*YOUR GOAL*
When you reach the line containing "Question. The picture above shows the striped" in the records below, start copying exactly, and stop once you have copied the line containing "Question. The picture above shows the player's".
**** DATA SECTION
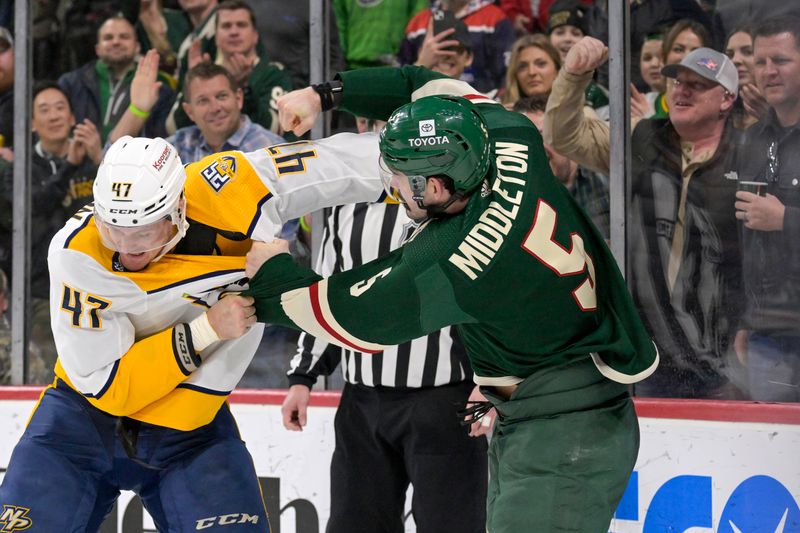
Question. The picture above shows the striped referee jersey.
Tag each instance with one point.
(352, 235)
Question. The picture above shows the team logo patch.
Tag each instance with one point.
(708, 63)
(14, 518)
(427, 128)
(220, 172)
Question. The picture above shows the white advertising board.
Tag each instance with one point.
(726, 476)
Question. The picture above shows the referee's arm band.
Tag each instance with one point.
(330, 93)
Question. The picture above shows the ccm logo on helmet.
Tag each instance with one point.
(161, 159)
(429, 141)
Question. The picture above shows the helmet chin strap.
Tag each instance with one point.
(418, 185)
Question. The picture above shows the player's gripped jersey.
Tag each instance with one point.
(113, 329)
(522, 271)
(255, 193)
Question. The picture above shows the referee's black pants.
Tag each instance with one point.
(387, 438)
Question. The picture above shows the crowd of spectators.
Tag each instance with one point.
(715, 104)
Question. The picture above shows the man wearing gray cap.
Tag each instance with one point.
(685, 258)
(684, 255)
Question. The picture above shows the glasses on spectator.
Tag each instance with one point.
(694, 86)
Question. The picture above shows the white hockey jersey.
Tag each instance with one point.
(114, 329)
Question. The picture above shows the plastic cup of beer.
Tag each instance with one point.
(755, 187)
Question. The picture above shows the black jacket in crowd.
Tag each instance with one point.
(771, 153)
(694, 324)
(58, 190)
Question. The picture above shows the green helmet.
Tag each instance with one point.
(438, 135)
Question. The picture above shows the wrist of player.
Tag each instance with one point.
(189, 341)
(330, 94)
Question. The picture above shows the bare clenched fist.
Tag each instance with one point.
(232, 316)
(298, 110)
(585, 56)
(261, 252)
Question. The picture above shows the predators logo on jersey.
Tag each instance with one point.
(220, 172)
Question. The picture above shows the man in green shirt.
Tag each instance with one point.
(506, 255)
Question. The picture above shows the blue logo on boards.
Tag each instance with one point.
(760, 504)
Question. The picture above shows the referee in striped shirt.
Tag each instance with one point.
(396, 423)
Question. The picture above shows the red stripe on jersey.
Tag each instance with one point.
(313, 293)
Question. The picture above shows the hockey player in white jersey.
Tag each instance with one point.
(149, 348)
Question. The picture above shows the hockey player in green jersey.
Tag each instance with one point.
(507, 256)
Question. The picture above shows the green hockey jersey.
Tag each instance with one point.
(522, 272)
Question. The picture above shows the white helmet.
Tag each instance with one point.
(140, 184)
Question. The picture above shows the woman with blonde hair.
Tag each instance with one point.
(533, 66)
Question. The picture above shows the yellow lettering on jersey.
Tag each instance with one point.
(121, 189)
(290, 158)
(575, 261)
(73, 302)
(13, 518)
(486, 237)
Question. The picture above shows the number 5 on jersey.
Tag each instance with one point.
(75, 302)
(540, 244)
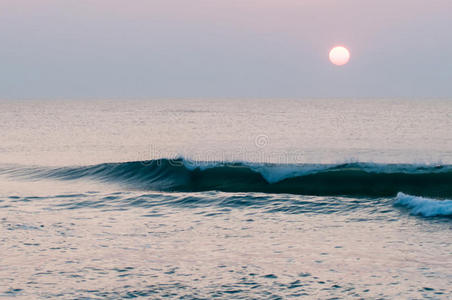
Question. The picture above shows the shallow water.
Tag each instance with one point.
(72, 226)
********
**** DATA SECTION
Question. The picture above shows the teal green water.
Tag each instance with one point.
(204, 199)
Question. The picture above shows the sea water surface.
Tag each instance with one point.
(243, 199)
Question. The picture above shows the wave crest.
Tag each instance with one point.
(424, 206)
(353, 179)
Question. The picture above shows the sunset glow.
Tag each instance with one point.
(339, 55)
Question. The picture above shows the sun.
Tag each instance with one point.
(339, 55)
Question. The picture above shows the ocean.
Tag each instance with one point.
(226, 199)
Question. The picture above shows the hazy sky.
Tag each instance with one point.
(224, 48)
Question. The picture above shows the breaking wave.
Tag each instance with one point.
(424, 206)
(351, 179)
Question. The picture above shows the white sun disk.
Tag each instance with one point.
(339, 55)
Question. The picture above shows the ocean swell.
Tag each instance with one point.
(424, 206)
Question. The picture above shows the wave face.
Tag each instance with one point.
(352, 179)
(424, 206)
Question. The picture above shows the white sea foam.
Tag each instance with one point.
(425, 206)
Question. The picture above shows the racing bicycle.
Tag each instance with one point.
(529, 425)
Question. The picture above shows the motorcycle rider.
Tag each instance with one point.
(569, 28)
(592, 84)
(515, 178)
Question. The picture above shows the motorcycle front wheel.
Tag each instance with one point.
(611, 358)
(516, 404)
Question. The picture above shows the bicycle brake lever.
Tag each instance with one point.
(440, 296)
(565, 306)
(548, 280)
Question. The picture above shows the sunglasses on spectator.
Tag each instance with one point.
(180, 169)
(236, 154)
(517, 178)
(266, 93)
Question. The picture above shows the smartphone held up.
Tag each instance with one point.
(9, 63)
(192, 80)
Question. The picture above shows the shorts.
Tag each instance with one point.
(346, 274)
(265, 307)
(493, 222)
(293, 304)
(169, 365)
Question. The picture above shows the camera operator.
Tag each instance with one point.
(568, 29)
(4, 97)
********
**** DATA SECTION
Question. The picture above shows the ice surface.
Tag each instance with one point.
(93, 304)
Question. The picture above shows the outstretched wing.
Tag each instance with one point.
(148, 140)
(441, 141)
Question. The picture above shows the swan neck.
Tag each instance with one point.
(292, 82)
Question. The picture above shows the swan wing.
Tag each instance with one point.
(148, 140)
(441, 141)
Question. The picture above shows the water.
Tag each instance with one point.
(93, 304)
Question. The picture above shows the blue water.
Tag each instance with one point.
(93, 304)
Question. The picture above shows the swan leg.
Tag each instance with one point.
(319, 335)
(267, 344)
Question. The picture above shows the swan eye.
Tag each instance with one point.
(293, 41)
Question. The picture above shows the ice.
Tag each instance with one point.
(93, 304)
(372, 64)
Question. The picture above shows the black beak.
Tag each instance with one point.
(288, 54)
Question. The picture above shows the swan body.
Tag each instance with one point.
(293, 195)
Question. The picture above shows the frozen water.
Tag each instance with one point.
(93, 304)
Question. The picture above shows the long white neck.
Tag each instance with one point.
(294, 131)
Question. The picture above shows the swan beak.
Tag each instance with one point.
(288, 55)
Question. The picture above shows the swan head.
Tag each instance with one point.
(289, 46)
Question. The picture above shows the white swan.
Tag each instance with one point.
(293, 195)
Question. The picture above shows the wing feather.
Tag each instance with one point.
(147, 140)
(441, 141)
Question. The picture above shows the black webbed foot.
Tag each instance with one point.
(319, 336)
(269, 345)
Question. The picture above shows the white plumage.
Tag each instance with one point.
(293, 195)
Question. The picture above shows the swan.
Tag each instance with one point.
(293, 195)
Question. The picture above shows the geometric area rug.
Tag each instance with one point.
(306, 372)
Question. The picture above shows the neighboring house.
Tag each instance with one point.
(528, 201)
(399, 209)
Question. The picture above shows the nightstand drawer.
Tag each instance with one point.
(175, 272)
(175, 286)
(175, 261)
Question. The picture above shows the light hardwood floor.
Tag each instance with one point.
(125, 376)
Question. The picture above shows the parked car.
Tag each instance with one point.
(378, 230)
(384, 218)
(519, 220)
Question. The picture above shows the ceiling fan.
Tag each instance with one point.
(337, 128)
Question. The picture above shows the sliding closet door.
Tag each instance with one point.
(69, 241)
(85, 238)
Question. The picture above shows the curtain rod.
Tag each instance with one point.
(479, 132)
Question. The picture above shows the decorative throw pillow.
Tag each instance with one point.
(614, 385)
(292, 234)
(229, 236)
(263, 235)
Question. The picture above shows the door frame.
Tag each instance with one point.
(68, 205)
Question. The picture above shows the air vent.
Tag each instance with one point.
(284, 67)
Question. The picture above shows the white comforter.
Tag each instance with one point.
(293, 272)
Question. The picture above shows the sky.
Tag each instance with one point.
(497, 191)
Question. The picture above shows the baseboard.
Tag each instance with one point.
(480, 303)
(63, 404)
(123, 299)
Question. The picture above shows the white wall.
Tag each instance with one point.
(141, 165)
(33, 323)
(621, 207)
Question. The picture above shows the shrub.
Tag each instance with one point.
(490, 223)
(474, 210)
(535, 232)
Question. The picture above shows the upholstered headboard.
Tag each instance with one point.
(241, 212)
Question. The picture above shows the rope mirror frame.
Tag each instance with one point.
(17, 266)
********
*THE COMPLETED TASK*
Question. The picture above shows the striped referee jersey.
Tag each instance with one point.
(352, 235)
Question. The picture above shows the team logo patch.
Tag each instance with one point.
(708, 63)
(14, 518)
(427, 128)
(220, 172)
Question. The picture above shows the white advertising board.
Tag each instance with one point.
(726, 476)
Question. The picture above shows the referee's arm band.
Tag each instance with one point.
(330, 93)
Question. The picture above shows the ccm logo on helmet.
Tag each instance with one point.
(161, 159)
(429, 141)
Question. The picture above shows the helmet chin strap.
Tag each instance with one point.
(418, 185)
Question. The picture above shows the player's gripped jersey.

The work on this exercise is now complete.